▶ _Provided data_:

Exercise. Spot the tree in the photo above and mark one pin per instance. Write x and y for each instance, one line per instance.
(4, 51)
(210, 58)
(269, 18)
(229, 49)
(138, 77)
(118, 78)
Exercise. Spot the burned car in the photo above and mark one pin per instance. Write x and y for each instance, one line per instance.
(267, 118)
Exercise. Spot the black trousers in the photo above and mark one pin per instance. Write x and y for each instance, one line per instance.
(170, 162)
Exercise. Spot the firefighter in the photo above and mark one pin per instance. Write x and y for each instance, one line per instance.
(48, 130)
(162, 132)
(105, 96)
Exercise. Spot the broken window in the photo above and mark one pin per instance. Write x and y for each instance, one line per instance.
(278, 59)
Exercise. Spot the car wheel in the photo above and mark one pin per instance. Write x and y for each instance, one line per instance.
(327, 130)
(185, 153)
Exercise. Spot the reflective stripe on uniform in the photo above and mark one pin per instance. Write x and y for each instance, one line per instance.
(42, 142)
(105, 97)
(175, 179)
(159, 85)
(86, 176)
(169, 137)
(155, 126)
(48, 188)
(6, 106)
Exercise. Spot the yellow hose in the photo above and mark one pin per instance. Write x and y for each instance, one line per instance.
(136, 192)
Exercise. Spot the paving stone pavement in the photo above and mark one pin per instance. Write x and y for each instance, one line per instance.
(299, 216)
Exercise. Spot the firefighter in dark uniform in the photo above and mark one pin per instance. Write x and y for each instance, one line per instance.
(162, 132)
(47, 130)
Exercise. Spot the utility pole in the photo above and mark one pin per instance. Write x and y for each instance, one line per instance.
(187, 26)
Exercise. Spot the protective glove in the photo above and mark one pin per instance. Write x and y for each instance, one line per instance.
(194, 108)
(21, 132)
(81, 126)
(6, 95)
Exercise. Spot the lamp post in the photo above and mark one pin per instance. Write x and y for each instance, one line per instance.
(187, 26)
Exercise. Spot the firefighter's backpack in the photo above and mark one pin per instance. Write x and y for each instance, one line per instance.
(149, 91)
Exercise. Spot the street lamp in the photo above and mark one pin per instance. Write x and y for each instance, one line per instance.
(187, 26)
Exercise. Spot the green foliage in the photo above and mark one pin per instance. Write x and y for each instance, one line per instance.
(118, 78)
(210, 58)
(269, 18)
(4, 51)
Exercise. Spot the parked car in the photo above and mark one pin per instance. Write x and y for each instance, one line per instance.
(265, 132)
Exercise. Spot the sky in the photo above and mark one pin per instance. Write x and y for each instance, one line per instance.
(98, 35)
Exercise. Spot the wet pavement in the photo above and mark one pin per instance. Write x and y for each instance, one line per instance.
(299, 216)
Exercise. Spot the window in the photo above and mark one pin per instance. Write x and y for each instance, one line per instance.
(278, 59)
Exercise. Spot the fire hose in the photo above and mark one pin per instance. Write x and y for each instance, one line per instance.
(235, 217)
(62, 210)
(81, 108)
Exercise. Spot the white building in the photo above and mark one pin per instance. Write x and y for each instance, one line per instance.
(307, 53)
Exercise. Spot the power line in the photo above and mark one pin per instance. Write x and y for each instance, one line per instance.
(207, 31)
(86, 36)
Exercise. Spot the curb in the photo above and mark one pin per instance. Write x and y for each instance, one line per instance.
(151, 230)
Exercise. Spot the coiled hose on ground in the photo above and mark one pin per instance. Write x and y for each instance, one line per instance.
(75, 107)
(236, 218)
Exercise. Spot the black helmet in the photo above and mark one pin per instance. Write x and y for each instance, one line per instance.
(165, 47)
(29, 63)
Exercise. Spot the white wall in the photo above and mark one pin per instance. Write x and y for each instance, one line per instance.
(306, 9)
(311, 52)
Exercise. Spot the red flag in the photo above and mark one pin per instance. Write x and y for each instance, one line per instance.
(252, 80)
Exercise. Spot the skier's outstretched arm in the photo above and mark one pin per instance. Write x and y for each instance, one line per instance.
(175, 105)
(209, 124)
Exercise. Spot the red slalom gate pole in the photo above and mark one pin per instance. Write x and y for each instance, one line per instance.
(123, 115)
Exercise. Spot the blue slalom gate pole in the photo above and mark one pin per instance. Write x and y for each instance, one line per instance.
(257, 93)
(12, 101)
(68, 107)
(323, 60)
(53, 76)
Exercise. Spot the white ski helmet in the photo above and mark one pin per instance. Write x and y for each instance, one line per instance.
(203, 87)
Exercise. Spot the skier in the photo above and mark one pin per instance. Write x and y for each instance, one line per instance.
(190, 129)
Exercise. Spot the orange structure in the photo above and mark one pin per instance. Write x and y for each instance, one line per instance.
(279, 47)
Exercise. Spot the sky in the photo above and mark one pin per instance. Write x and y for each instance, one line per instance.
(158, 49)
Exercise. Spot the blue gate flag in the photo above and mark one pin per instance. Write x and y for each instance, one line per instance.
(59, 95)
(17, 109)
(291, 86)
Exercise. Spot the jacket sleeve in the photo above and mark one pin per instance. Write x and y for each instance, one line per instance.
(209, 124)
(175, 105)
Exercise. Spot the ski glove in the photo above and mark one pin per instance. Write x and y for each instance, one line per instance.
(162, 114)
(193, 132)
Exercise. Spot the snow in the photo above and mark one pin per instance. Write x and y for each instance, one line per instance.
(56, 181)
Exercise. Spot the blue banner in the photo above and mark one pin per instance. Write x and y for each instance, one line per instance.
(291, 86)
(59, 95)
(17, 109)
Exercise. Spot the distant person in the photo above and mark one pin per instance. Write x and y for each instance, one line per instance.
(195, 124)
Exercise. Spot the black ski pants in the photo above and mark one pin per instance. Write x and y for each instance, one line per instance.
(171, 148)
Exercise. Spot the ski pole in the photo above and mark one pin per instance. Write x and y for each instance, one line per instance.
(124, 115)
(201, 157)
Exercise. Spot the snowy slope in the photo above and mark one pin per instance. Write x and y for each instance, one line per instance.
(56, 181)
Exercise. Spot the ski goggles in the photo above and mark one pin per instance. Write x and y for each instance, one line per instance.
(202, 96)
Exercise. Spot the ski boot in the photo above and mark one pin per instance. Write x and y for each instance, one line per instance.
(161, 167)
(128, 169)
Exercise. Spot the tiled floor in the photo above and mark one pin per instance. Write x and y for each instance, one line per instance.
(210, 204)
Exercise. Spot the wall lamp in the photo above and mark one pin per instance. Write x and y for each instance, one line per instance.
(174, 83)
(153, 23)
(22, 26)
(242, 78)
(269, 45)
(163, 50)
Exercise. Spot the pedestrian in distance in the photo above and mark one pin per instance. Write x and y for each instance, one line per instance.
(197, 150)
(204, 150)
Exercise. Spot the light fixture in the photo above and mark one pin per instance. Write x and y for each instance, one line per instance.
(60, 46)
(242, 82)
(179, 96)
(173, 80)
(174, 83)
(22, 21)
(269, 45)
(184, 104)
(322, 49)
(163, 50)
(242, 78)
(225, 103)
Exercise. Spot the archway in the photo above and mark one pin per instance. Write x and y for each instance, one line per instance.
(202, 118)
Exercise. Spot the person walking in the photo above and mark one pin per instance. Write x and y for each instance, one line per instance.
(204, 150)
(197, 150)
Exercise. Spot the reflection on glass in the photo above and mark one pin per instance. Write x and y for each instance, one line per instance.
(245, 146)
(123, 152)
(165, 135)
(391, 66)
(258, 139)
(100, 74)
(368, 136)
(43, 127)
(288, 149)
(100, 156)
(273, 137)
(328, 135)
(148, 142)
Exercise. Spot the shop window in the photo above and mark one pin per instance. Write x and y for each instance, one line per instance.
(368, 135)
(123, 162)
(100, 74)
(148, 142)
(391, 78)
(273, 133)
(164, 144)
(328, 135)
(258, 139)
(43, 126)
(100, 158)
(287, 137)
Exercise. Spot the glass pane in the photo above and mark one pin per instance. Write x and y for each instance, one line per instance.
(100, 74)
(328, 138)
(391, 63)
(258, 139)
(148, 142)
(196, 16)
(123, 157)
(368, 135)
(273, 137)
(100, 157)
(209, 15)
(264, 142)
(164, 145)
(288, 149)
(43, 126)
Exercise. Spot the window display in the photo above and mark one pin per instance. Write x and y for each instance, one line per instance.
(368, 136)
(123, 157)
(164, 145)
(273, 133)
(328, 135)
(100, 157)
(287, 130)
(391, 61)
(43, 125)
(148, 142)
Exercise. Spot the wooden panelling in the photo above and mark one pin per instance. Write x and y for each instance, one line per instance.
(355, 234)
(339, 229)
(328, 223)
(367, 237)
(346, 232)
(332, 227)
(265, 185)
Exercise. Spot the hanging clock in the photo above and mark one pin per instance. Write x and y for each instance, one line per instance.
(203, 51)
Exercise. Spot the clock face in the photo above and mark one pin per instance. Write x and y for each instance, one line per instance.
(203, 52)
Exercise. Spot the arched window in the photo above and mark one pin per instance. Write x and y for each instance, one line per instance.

▶ _The task_: May I have exactly the lines from the one containing "Exercise. Spot the clock" through the last line of the data, both included?

▶ _Answer to this problem_:
Exercise. Spot the clock face in the photo above and mark one pin per instance. Write x and y for each instance, one line per instance.
(203, 52)
Exercise. Spot the arched window in the photo above and mark one pin per instance. Write x and y for each instance, one line per instance.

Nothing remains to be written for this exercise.